### Provided data
-- BEGIN --

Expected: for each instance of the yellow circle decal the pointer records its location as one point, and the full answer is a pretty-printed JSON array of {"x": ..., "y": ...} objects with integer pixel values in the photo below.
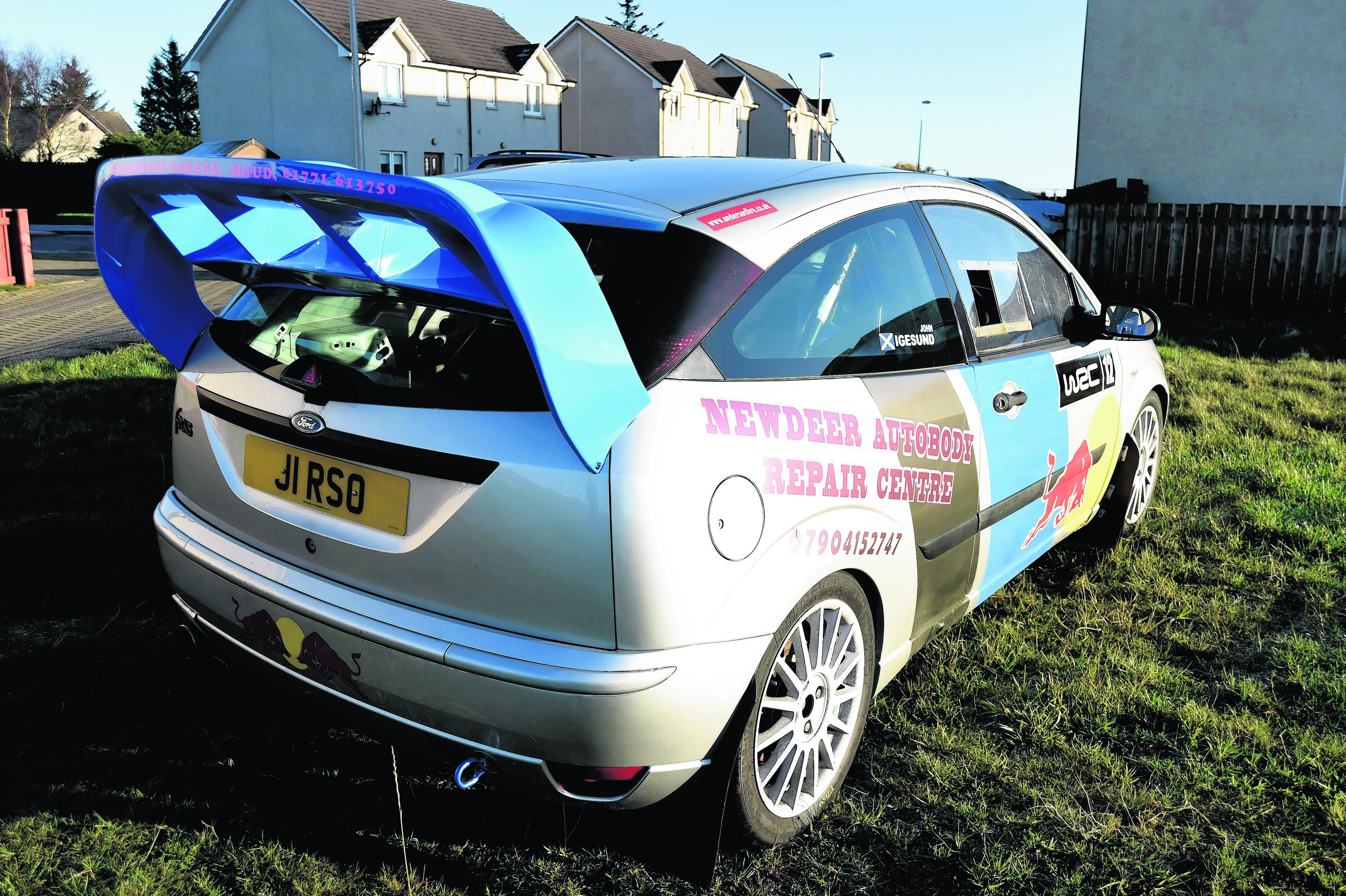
[
  {"x": 294, "y": 638},
  {"x": 1104, "y": 430}
]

-- END --

### Problem requirements
Reproduce the rows above with "yellow circle decal" replaced by "yellow round sticker" and every other word left unchanged. Leave the pictures out of your answer.

### Exercise solution
Expected: for each instance of the yellow round sticker the pointer records its location as one point, and the full answer is a pretty-printed JSON array of {"x": ..., "y": ...} objects with integer pixel values in the photo below.
[
  {"x": 294, "y": 638},
  {"x": 1104, "y": 430}
]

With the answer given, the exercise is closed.